*WRITTEN PROBLEM A*
Pick out every line of the entries that contains the word "story".

*TEXT*
####

Needlework, Love and Liberation
We explore the power of embroidery to unite those facing the most challenging of circumstances.
During the Second World War, an extraordinary woman named Mies Boissevain-van Lennep worked for the Dutch Resistance, helping Jewish refugees to escape Nazi Germany by concealing them and procuring false papers to assist their getaway. However, in 1943 Nazi officials raided the family’s home and discovered evidence of their covert activities. As a result, Boissevain-van Lennep lost everything and everyone dear to her; two of her sons were executed by firing squad, her husband and another son sent to Dachau concentration camp, and her daughter imprisoned in Holland. Alone, she was incarcerated at Ravensbruck concentration camp until its liberation in 1945.
Mies Boissevain-van Lennep, courtesy of Jan Willem Boissevain
During her time at Ravensbruck, Mies had an incredibly poignant experience that led her to champion the power of textiles to heal and to forge communities. An extract of the speech Boissevain-van Lennep gave on the radio programme Woman to Woman in April 1946 provides insight into her experience within the infamous concentration camp and the incident that inspired the Liberation Skirt:
The cell was stifling and everything was ugly…stone…steel…frosted glass …Ugly, ugly, ugly. After fourteen days our laundry arrived… a moment of joy and expectation… But then comes the big surprise, at the bottom of the bag is a little patchwork-scarf! Little pieces of cloth, fresh, colourful and bright. Cloth that I remember from my children’s dresses and gowns, beautifully composed by someone who loves me… All my cell-mates pick it up, admire it. faces light up. Suddenly there is colour in our bare cell existence. We hang the scarf over the ugly mirror… Its memory…remained. Not just of the scarf but of the lovely world it came from that was included in it’ (Boissevain-van Lennep in Jolande, 1994:302).
A dear friend of the resistance fighter had managed to smuggle this beloved gift into the camp, bringing with it a reminder of Boissevain-van Lennep’s previous existence, of her life before imprisonment and unimaginable loss. As she began to share the stories the scarf contained with her cellmates, ‘my relatives and friends came back to me. I talked and talked and my cell-mates became friends. Everything changed…”.
This touching reflection exemplifies the power of needle and thread to reinstate identity, return the past to us, and forge solidarity in the present.
Upon the liberation of Ravensbruck, Boissevain-van Lennep, one amongst millions, collected the fragments of her life. The patchwork scarf was her most sacred possession. Like every other female survivor, she was expected to return to her prewar existence, silently forsaking the woman that years of resistance, heartbreak, hard labour and malnutrition had shaped her into.
Millions of women like Boissevain-van Lennep, who had undertaken vital roles during the conflict, found themselves forced back into the domestic sphere, despite considering the nature of their gender fundamentally changed, and believing that their political and social identities would shift to mirror this. As we know, these women were sorely disappointed. Society expected them to return to their previous occupations, performing the unseen and unappreciated labour that had previously been their domain. During the course of the war, these women became engineers, mechanics, pilots and nurses, exploring and pushing the socially constructed boundaries of their gender. Now, the kitchen door was shut firmly behind them, their pinafores returned. Thoughts of aeromechanics begrudgingly replaced with shortcrust pastry, stubborn stain removal, and the dreaded mending pile.

####

*WRITTEN PROBLEM B*
Rewrite the paragraph of the needlework article that begins "During the Second World War" in a shorter form that keeps its main facts.

*GIVEN RECORDS*
####

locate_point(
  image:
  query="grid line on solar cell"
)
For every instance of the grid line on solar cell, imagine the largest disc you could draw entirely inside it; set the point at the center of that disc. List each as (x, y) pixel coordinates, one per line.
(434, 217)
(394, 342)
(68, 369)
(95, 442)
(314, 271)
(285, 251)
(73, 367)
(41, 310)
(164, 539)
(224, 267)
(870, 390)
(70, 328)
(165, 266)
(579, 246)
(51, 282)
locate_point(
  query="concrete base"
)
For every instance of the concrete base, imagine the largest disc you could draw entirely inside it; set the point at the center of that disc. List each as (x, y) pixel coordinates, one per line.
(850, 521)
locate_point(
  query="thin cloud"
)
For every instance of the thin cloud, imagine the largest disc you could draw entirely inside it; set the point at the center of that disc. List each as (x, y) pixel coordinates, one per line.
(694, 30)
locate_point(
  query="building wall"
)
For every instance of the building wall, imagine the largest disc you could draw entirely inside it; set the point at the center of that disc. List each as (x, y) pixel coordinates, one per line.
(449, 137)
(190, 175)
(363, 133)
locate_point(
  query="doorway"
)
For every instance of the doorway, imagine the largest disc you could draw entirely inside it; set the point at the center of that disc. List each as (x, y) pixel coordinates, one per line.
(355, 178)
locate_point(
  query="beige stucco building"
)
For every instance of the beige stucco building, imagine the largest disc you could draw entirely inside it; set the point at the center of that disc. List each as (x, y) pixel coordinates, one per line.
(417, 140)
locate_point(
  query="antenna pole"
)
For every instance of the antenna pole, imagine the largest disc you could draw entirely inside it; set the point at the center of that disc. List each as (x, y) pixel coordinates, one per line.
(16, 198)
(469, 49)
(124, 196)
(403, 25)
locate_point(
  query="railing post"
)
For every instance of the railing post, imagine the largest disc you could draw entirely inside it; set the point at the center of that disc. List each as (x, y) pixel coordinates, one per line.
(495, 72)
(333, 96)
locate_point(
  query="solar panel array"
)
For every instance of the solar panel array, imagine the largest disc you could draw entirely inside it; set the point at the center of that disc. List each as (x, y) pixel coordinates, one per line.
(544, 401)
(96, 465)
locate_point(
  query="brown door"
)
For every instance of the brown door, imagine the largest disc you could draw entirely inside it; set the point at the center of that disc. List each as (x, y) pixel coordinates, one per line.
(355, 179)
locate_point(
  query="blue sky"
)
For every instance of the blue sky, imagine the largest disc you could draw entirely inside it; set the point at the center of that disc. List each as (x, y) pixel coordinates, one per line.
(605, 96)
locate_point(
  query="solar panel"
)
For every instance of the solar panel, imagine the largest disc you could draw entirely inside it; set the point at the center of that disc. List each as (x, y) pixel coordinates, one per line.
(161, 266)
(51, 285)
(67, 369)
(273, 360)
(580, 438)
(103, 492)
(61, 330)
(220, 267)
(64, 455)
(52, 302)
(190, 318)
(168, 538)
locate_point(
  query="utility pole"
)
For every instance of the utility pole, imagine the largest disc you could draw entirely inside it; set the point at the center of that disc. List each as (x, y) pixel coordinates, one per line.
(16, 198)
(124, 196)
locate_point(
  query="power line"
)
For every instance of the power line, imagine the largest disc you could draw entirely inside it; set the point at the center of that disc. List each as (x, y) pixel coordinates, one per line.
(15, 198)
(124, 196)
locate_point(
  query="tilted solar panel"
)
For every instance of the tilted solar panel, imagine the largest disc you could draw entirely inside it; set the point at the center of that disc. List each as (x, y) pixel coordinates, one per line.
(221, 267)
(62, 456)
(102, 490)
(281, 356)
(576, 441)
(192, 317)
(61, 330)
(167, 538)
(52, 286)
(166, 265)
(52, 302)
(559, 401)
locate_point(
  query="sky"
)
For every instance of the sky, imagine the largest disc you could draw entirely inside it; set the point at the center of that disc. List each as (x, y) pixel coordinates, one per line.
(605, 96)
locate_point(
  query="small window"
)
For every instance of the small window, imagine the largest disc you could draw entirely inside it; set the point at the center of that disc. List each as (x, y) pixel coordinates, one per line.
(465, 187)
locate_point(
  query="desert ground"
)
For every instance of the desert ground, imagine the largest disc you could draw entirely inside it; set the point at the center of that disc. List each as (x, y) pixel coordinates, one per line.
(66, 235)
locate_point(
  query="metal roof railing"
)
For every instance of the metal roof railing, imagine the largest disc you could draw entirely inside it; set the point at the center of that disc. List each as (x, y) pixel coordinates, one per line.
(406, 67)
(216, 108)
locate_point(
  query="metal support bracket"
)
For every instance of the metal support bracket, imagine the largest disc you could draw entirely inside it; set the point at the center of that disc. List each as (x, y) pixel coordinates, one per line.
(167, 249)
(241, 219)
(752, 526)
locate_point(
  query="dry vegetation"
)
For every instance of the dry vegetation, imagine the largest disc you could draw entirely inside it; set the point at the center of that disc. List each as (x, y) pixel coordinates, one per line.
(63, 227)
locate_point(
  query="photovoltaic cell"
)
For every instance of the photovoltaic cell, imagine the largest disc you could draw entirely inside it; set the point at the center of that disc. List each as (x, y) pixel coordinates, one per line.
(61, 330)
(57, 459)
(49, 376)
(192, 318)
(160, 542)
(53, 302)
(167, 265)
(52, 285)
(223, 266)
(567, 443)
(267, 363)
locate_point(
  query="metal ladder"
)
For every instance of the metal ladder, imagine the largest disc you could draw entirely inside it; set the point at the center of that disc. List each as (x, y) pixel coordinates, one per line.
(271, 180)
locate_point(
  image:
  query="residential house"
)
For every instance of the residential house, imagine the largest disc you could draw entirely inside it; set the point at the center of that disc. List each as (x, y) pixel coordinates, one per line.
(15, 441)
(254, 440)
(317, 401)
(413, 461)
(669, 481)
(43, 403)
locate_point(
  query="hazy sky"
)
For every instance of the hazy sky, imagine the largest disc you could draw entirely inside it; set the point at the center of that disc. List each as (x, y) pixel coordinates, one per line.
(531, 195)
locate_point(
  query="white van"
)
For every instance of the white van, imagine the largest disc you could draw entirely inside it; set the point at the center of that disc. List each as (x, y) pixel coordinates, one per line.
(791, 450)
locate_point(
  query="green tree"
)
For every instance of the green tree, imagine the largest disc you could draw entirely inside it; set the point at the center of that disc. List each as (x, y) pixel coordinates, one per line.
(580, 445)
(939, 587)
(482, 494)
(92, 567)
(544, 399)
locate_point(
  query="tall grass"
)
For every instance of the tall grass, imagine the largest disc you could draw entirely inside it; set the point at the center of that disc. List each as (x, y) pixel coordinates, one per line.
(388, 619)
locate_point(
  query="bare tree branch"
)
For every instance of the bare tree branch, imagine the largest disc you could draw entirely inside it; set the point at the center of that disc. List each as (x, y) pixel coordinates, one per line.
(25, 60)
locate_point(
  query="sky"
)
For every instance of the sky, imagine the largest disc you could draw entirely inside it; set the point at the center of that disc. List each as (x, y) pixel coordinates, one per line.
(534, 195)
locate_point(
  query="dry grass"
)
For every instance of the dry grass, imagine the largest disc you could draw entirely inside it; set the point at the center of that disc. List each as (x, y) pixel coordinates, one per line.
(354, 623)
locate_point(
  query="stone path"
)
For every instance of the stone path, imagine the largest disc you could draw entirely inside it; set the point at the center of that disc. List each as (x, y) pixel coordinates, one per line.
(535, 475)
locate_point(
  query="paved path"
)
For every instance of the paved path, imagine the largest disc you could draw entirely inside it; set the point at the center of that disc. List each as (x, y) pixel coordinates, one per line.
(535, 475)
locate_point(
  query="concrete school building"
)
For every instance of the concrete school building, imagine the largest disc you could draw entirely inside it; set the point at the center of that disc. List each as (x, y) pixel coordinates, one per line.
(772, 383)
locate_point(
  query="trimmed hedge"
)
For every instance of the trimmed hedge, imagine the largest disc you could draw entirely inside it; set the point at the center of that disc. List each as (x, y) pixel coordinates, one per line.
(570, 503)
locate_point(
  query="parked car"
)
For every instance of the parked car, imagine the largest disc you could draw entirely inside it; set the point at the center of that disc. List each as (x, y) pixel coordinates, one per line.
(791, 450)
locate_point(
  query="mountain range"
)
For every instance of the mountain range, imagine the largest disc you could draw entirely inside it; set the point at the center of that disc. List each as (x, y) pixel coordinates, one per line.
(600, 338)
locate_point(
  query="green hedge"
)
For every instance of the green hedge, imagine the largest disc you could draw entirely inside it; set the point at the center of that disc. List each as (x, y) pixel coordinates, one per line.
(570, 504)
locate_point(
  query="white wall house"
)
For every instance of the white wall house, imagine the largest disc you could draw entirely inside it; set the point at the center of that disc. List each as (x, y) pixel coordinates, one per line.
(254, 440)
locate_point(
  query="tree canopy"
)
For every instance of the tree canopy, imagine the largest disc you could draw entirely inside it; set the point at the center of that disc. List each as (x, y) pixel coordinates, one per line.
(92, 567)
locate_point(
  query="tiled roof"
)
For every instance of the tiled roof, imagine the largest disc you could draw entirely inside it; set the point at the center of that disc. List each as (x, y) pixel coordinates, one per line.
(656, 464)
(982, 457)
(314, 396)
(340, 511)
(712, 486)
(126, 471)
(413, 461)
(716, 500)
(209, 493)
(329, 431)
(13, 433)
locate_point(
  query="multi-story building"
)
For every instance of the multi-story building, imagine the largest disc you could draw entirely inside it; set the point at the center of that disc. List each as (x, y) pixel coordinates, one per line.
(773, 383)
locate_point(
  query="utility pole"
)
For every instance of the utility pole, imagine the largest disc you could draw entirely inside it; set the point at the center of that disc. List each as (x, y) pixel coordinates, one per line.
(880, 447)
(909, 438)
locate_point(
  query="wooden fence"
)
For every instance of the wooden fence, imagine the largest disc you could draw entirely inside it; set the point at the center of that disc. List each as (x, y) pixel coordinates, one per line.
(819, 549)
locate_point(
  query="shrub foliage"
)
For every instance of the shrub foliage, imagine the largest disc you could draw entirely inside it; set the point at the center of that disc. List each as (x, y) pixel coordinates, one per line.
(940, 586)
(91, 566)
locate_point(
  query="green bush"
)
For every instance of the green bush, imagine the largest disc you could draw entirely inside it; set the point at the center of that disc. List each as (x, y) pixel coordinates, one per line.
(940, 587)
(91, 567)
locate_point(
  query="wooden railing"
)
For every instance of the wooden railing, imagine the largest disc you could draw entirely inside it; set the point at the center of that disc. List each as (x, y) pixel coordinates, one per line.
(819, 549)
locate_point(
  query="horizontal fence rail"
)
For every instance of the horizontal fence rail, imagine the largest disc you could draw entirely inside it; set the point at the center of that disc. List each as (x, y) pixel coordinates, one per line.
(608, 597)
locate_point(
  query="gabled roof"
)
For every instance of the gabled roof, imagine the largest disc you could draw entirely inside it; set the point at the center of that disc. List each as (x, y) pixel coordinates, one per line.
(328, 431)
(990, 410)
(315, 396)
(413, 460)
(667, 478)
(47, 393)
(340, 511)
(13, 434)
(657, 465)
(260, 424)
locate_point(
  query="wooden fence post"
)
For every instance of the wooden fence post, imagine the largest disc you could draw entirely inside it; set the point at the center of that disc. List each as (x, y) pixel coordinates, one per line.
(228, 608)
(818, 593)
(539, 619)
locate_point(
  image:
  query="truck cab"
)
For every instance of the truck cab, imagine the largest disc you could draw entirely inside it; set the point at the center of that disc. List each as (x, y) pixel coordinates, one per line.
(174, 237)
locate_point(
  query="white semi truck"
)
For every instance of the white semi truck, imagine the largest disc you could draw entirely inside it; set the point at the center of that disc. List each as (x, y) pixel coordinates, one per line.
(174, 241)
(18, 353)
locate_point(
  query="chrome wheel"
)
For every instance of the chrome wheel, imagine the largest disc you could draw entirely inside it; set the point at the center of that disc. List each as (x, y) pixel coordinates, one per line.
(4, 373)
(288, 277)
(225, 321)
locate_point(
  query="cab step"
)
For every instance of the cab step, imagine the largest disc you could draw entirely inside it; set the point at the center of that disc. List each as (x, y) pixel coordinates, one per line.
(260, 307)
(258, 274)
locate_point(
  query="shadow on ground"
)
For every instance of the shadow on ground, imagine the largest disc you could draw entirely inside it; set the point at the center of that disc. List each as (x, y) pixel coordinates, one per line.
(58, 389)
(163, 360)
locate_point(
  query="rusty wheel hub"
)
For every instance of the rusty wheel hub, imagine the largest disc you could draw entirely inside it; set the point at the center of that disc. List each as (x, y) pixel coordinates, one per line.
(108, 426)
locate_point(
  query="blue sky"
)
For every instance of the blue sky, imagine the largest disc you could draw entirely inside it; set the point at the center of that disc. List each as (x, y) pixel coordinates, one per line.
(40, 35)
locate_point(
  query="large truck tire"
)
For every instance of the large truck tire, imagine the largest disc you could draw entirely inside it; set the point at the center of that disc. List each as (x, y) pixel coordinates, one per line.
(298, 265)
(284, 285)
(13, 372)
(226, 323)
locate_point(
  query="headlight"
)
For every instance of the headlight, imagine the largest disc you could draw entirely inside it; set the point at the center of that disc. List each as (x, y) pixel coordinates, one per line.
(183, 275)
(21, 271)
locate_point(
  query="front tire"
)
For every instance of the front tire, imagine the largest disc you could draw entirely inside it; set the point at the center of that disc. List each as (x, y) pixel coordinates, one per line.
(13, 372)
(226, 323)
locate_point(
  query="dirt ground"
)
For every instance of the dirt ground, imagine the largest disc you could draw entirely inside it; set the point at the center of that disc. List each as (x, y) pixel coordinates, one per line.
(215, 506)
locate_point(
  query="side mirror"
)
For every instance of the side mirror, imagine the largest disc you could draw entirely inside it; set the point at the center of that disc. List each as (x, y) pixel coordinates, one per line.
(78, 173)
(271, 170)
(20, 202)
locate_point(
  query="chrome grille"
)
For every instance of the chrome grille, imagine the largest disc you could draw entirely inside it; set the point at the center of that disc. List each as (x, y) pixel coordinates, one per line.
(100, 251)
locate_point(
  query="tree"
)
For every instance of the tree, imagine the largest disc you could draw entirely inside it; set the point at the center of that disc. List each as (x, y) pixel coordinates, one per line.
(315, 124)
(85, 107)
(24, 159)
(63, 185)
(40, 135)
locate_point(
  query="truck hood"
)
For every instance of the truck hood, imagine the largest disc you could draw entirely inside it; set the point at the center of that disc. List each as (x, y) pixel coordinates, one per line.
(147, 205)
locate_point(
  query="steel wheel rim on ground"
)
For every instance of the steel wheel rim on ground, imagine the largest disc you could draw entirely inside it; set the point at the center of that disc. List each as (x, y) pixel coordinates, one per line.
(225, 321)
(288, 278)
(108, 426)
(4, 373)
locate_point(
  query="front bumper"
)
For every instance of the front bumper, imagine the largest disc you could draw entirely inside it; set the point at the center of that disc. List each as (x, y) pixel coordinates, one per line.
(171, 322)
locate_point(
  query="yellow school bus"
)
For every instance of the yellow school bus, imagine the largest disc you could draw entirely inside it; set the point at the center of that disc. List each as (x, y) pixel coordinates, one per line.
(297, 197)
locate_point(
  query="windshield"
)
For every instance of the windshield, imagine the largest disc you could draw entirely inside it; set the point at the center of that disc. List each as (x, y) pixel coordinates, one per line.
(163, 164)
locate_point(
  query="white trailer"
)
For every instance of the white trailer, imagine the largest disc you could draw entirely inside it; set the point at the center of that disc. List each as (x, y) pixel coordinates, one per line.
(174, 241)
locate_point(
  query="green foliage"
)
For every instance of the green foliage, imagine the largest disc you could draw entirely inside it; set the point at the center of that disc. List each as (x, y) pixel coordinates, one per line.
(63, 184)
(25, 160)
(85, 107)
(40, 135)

####

*WRITTEN RESPONSE A*
  query="multi-story building"
For every instance of the multi-story building, imagine the largest disc you could draw entirely inside it; set the point at the center of that disc. List each as (x, y) pixel coordinates, one per line.

*WRITTEN RESPONSE B*
In World War II, Mies Boissevain-van Lennep worked for the Dutch Resistance. She helped Jewish refugees escape Nazi Germany by hiding them and obtaining false papers. In 1943, Nazi officials raided the family's home and found evidence of this work. Two of her sons were executed by firing squad, her husband and another son were sent to Dachau, and her daughter was imprisoned in Holland. She was held alone at Ravensbruck until its liberation in 1945.